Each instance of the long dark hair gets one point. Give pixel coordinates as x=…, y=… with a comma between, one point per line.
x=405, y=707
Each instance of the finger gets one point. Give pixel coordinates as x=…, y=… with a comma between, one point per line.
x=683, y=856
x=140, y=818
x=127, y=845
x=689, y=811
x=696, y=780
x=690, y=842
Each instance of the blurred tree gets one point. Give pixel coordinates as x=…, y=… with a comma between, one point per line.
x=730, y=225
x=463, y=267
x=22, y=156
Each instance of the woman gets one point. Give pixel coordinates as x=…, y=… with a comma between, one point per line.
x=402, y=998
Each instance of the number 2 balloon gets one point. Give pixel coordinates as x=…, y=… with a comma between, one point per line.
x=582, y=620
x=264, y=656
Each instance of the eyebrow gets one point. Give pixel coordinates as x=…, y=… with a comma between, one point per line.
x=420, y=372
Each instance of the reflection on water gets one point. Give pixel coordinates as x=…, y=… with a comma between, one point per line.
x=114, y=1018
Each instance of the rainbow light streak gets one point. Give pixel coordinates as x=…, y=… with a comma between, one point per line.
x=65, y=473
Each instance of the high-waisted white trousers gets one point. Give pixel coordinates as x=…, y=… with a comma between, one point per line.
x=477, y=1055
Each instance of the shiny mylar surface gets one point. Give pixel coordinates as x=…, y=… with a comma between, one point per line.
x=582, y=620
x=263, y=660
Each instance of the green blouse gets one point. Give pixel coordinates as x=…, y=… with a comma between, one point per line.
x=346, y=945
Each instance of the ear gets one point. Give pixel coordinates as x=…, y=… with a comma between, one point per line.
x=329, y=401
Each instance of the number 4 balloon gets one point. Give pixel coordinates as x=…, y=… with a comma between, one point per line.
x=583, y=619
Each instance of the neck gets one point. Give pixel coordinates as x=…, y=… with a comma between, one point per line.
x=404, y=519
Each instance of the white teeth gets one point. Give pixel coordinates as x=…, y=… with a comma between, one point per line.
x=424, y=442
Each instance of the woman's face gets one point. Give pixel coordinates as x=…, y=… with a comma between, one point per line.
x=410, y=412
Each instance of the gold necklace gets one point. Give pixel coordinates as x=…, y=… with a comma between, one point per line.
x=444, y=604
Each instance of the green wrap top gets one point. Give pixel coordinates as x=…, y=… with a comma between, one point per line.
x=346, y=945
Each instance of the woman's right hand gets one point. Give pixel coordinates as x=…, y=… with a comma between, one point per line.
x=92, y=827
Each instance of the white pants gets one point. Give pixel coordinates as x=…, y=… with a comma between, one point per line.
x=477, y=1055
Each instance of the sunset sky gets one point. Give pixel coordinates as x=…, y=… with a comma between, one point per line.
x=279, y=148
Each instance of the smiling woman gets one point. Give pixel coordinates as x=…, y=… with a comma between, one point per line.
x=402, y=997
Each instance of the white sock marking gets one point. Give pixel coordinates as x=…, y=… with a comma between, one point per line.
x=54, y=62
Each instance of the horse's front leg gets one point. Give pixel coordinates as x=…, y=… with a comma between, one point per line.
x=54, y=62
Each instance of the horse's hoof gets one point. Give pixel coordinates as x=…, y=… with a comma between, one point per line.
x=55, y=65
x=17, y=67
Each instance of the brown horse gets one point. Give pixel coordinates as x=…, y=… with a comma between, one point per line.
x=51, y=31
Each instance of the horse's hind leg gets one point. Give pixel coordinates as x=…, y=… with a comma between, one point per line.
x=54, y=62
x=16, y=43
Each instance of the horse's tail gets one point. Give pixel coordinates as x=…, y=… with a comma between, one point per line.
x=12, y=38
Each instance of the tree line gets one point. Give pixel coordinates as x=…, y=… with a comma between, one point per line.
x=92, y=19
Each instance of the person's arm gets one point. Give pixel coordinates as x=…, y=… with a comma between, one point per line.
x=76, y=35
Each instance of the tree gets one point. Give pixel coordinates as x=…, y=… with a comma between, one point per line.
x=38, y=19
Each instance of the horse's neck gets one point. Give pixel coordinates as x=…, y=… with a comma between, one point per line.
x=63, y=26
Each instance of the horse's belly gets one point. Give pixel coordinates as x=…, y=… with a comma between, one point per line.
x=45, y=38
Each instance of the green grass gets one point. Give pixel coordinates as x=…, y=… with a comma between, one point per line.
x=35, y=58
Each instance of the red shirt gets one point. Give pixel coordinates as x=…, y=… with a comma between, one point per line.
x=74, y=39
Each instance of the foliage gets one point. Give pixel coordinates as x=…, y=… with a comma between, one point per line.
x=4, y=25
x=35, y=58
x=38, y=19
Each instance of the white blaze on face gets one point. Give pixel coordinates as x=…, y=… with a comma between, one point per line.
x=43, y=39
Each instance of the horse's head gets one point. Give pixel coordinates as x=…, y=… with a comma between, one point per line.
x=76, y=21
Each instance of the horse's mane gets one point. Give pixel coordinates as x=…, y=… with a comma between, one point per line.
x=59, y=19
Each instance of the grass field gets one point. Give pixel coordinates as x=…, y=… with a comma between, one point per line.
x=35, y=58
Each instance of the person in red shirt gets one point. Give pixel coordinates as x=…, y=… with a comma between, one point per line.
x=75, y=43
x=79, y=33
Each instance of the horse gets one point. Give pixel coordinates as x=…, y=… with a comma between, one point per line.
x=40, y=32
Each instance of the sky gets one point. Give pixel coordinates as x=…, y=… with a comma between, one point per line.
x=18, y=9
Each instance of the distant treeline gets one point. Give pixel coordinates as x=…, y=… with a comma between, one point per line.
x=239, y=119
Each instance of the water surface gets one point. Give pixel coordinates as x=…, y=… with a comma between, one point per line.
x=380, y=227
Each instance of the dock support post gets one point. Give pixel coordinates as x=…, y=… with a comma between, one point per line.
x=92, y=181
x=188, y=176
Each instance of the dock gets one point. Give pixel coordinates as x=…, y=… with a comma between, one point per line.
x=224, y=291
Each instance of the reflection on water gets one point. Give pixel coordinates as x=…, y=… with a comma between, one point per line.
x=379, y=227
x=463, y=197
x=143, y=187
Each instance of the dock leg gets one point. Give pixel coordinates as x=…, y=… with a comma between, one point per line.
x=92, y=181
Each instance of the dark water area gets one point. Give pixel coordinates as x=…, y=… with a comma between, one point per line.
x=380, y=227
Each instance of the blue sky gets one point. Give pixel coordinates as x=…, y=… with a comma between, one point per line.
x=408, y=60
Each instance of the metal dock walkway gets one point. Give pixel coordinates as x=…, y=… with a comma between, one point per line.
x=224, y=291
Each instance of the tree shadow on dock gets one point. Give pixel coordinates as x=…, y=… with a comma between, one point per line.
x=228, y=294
--------------------------------------------------
◆ Problem statement
Faithfully reproduce all of the records, character for character.

◆ Written answer
Each instance of the long dark hair gets one point. Give pixel coordinates as x=…, y=… with a comma between, one point per line.
x=405, y=707
Each instance of the finger gets one point. Give pixel coordinates as x=…, y=… with a comma between, one point per line.
x=683, y=856
x=140, y=818
x=127, y=845
x=689, y=811
x=696, y=780
x=690, y=842
Each instance of the blurred tree gets one point. Give pixel coordinates as x=…, y=… with a comma between, one point per line.
x=730, y=225
x=463, y=267
x=22, y=156
Each instance of the woman gets one point. Give pixel coordinates as x=…, y=… with a comma between, one point per line.
x=402, y=998
Each instance of the number 2 balloon gets one point. Give pixel coordinates as x=…, y=… with a comma between, one point per line.
x=582, y=620
x=264, y=656
Each instance of the eyebrow gets one point. Give pixel coordinates as x=…, y=… with a comma between, one point per line.
x=420, y=372
Each instance of the reflection on water gets one point. Give pixel coordinates as x=…, y=… with a comma between, one point per line.
x=114, y=1018
Each instance of the rainbow light streak gets one point. Give pixel coordinates as x=…, y=… with a comma between, one point per line.
x=65, y=473
Each instance of the high-waisted white trousers gets one point. Give pixel coordinates as x=…, y=… with a comma between, one point per line.
x=477, y=1055
Each instance of the shiny mylar surface gets one point. Give pixel coordinates as x=…, y=… with a comma between, one point per line.
x=582, y=620
x=263, y=660
Each instance of the green blouse gets one point. Give pixel coordinates as x=…, y=… with a comma between, one point per line.
x=346, y=945
Each instance of the ear gets one point. Give pixel coordinates as x=…, y=… with a comma between, one point per line.
x=329, y=401
Each instance of the number 4 balloon gets one point. Give pixel coordinates as x=…, y=… with a comma between, one point per line.
x=583, y=619
Each instance of the neck gets one point. Give pixel coordinates as x=…, y=… with a comma between, one point per line.
x=404, y=519
Each instance of the white teeth gets one point. Give pixel coordinates as x=…, y=… with a comma between, one point per line.
x=424, y=442
Each instance of the woman's face gets one point. Give pixel coordinates as x=…, y=… with a comma between, one point per line.
x=410, y=412
Each instance of the gold necklace gets one point. Give pixel coordinates as x=…, y=… with a comma between, one point per line.
x=444, y=604
Each instance of the green wrap top gets one point. Give pixel coordinates as x=…, y=… with a comma between, one point per line.
x=346, y=945
Each instance of the woman's right hand gets one point. Give pixel coordinates as x=…, y=… with a comma between, one point per line.
x=92, y=827
Each instance of the white pants gets one point. Give pixel coordinates as x=…, y=… with a comma between, one point per line.
x=477, y=1055
Each instance of the sunset sky gets one point. Give pixel coordinates as x=…, y=… with a comma between, one point per line.
x=279, y=148
Each instance of the smiling woman gets one point. Give pixel coordinates as x=…, y=… with a comma between, one point per line.
x=402, y=997
Each instance of the white sock marking gets one point. Give pixel coordinates as x=…, y=… with a comma between, one point per line.
x=54, y=62
Each instance of the horse's front leg gets one point. Give pixel coordinates as x=…, y=… with a comma between, one point per line.
x=54, y=62
Each instance of the horse's hoof gets one point. Give pixel coordinates as x=…, y=… with a comma between, one point per line.
x=55, y=65
x=17, y=67
Each instance of the brown horse gets one point. Give pixel coordinates as x=…, y=… with a comma between, one point per line.
x=51, y=31
Each instance of the horse's hind leg gets one point. Give pixel coordinates as x=…, y=… with a comma between, one point per line.
x=54, y=62
x=16, y=43
Each instance of the horse's tail gets one point. Give pixel coordinates as x=…, y=… with a comma between, one point per line.
x=12, y=38
Each instance of the tree line gets one point. Give pixel coordinates as x=…, y=… with a comma between, one point per line.
x=92, y=19
Each instance of the person's arm gets one point. Give pixel coordinates as x=…, y=… with a comma between, one point per line.
x=76, y=35
Each instance of the tree gets one point. Give pixel coordinates as x=…, y=… with a comma between, one point per line.
x=38, y=19
Each instance of the horse's neck gets one point. Give pixel coordinates as x=…, y=… with a comma between, one point per line.
x=63, y=26
Each instance of the horse's belly gets one point. Give pixel coordinates as x=…, y=… with a comma between, one point per line.
x=45, y=38
Each instance of the green grass gets one point. Give pixel coordinates as x=…, y=… with a comma between, one point per line.
x=35, y=58
Each instance of the red shirt gets one point. Give pixel coordinates as x=…, y=… with a comma between, one point per line.
x=74, y=39
Each instance of the foliage gets one point. Give pixel coordinates as x=…, y=… with a comma between, one point per line.
x=4, y=25
x=35, y=58
x=38, y=19
Each instance of the white blaze on face gets one point. Give pixel coordinates as x=…, y=… with a comma between, one point per line.
x=43, y=39
Each instance of the horse's head gets one point. Give pixel coordinates as x=…, y=… with a comma between, one point per line.
x=76, y=21
Each instance of the horse's mane gets one point. Give pixel coordinates as x=…, y=… with a comma between, one point per line.
x=59, y=19
Each instance of the grass field gets one point. Give pixel coordinates as x=…, y=… with a comma between, one point per line.
x=35, y=58
Each instance of the person in red shirt gets one point. Give pixel coordinates as x=…, y=… with a comma between, one point per line.
x=75, y=43
x=79, y=33
Each instance of the horse gets one point. Give pixel coordinates as x=…, y=… with a comma between, one point per line.
x=40, y=32
Each instance of the sky gets one point. Give pixel coordinates as x=…, y=… with a comma between, one point per line.
x=18, y=9
Each instance of the distant treeline gets one point. Give pixel coordinates as x=…, y=… with a comma between, one point per line.
x=239, y=119
Each instance of the water surface gets one point. Give pixel coordinates as x=…, y=… with a comma between, one point per line.
x=380, y=227
Each instance of the dock support post gets one point. Give pixel coordinates as x=…, y=… with a comma between, one point per line.
x=92, y=181
x=188, y=176
Each instance of the dock gets one point. Give pixel coordinates as x=…, y=… with a comma between, one point per line.
x=224, y=291
Each instance of the reflection on water gets one point. Give pixel coordinates as x=…, y=… with a comma between, one point per line.
x=379, y=227
x=463, y=197
x=143, y=187
Each instance of the dock leg gets one point. Give pixel coordinates as x=…, y=… with a comma between, one point per line.
x=92, y=181
Each instance of the dark water area gets one point. Give pixel coordinates as x=…, y=… with a comma between, one point per line.
x=380, y=227
Each instance of the blue sky gets one point. Give pixel coordinates as x=…, y=… with a comma between, one point per line.
x=408, y=60
Each instance of the metal dock walkway gets one point. Give pixel coordinates as x=…, y=… with a comma between, one point per line.
x=224, y=291
Each instance of the tree shadow on dock gets one point. Give pixel coordinates as x=…, y=… with a comma between, one point per line.
x=228, y=294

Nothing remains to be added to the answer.